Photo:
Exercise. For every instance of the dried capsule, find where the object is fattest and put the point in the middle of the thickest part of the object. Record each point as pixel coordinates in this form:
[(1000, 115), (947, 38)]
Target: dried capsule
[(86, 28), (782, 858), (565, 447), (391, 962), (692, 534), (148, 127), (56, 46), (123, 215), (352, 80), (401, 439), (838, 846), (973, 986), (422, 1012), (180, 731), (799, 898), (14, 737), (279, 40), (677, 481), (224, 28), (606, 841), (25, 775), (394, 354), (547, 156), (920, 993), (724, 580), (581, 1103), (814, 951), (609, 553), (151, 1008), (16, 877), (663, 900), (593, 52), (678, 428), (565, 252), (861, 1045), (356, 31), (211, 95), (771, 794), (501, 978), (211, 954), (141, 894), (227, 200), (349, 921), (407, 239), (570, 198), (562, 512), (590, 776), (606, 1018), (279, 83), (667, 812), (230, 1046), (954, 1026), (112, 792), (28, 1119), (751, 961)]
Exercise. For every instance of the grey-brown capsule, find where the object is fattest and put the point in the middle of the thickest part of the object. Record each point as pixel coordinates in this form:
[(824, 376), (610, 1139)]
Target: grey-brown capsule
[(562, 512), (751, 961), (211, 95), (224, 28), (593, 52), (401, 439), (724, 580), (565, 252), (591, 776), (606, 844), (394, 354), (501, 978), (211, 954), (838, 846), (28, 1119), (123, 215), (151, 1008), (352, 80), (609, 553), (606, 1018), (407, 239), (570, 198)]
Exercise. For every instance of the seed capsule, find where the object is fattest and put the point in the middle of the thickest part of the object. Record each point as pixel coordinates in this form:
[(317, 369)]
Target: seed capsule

□ □ □

_CHALLENGE_. Print each row above again, word for word and unchanged.

_TASK RESPONSE_.
Photo:
Exercise. For every instance of the dried capsule, find where the object is fattest and put the point in the middle of the thickest part of the object. Record each point as pixel coordinates in this form:
[(1000, 115), (947, 38)]
Target: dried capsule
[(86, 28), (782, 858), (565, 447), (391, 962), (692, 534), (148, 127), (56, 46), (123, 215), (352, 80), (401, 439), (838, 846), (973, 986), (422, 1012), (180, 731), (799, 898), (14, 737), (279, 40), (677, 481), (224, 28), (606, 841), (25, 775), (394, 354), (547, 156), (920, 993), (724, 580), (581, 1103), (814, 951), (609, 553), (151, 1008), (16, 877), (663, 900), (593, 52), (678, 428), (565, 252), (861, 1045), (356, 31), (211, 95), (771, 794), (501, 978), (211, 954), (141, 894), (227, 200), (349, 921), (407, 239), (570, 198), (562, 512), (590, 776), (606, 1018), (279, 83), (667, 812), (230, 1046), (954, 1026), (112, 792), (28, 1119), (751, 961)]
Exercise. For every instance of the grey-brown capsule, find where the object is fattest and put the point in the middle of the thickest part of the object. Record each point as pixel coordinates in this form:
[(824, 376), (610, 1139)]
Target: grey-brown capsule
[(562, 512), (751, 961), (211, 95), (224, 28), (593, 52), (401, 439), (724, 580), (565, 252), (591, 776), (606, 844), (394, 354), (501, 978), (211, 954), (838, 846), (28, 1119), (123, 215), (151, 1008), (352, 80), (609, 553), (606, 1018), (407, 239), (570, 198)]
Exercise. For every instance of the seed capsule, find where the object is fattest and put the point in the middle of the thickest part of the object. Record each point as pixel coordinates in this form:
[(317, 369)]
Target: seed capsule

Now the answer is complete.